Start of Text excerpt

City may be forced to replace sewer line under tank farm
Beverly Bryant - May 17, 2017 3:11 pm
Ponca City’s Board of Commissioners heard Monday about a problem with a long section of concrete pipe which carries sewage from the west side of the Phillips 66 tank farm to the wastewater treatment plant on the east side of Ponca City.
The official name of the project is the “Bois d’Arc Intercepter Replacement Project.”
The problem was discovered during a sewer overflow at the wastewater treatment plant. The Environmental Services Department said that what they saw in that event made them want to investigate further.
Hong Fu, the director of Environmental Services, gave a presentation on the project.
She said this section of sewer line was installed about 45 years ago – about 1971-72 – and is a concrete pipe. At the time it was installed, she said, thre was a strong push to replace vitrified clay pipes with concrete.
Using concrete had some advantages, but over time proved to have a major disadvantage, she said.
“It is not corrosion resistant in a wastewater collection system,” she said.
She said this concrete sewer has piping in three sizes, including 18-, 24-, and 27-inch diameter sections. The manhole where the problem was first discovered is outside the west gate of the tank farm, on Waverly. The sewer line turns north, the goes east parallel to the power lines across the tank farm to the wastewater treatment plant.
When staff looked at the sewer line, Fu said, “We saw that the section had suffered serious corrosion due to acid attack.
“Under certain conditions, the bacteria in the sewer will break down nutrients and create sewer gas with hydrogen sulfite, which will combine with water to attack the concrete,” Fu said. “We have serious corrosion because of the acid attack. What we saw was serious enough to believe some corrective action must be taken as soon as possible. We cannot wait for another budget cycle to start before addressing this.

End of Text excerpt

Continue the news article about Ponca City's sewer line under the tank farm, picking up right after its last sentence.

Start of Excerpted records

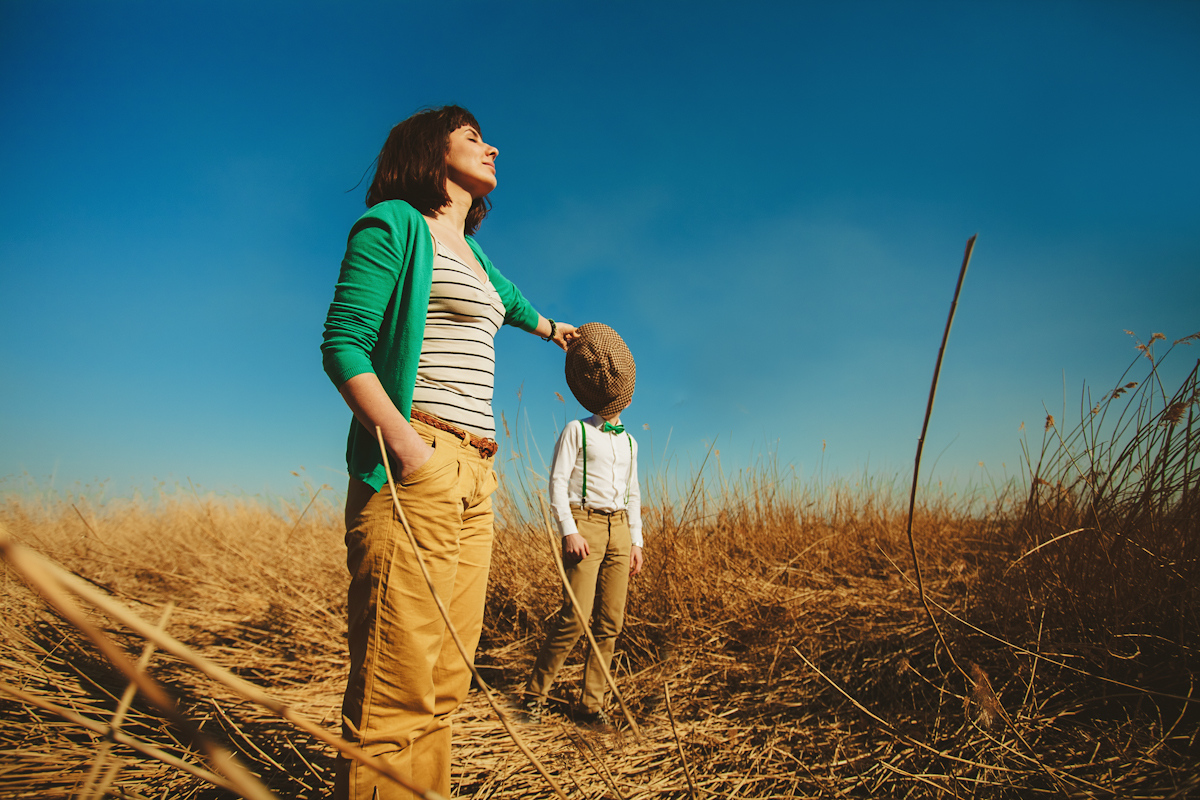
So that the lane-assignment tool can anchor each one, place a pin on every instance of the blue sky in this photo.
(768, 200)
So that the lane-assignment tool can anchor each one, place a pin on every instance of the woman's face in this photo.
(471, 162)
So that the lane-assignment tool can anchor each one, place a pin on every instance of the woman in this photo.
(408, 343)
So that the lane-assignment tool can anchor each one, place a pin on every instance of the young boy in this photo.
(595, 500)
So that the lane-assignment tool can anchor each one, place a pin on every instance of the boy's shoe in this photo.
(535, 708)
(597, 719)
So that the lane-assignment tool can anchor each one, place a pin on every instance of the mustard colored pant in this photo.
(600, 583)
(406, 673)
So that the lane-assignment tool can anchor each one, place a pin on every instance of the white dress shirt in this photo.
(612, 475)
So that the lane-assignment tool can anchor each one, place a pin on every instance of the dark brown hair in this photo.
(412, 166)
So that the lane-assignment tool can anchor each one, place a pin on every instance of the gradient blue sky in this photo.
(768, 200)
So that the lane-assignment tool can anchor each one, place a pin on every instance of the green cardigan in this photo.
(377, 319)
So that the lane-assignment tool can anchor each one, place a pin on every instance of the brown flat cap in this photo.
(600, 370)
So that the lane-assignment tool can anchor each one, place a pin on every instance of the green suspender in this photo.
(583, 429)
(629, 479)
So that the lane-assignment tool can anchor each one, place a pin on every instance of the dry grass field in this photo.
(777, 644)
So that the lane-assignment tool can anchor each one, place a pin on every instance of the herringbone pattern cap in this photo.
(600, 370)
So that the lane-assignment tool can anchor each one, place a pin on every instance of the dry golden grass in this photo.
(774, 645)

End of Excerpted records

▸ **Response to this exercise**:
Fu’s department is seeking a supplemental budget amendment to fund engineering services, a survey and engineering report to the Oklahoma Department of Environmental Quality for approval.
The replacement of the sewer line will call for a consistent size in the pipeline. Fu said the project will use an open trench method to replace the 18-inch sections and a trench for the larger sections.
City Manager Craig Stephenson and Finance Director Marc LaBossiere said they believe the project can be funded through existing wastewater funds.
Fu said the sewer does not go under the refinery’s production area, but does go under the tank farm. Because of that, there may be issues involving contaminated soil. Such contamination would not be the responsibility of the City of Ponca City, but there would be special considerations.
Fu said the west end of the sewer line extends another 3,600 feet which goes under the Bois d’Arc Creek upstream to Highland on the west side of Waverly. It is buried under a field which is so wet right now that it cannot be checked.
“We don’t know the condition or how quickly action would be required,” Fu said.
A contract on the project will be on the City Commission’s agenda for its meeting on Monday.
Fu estimated engineering will take three to six months, with construction lasting another six months to a year.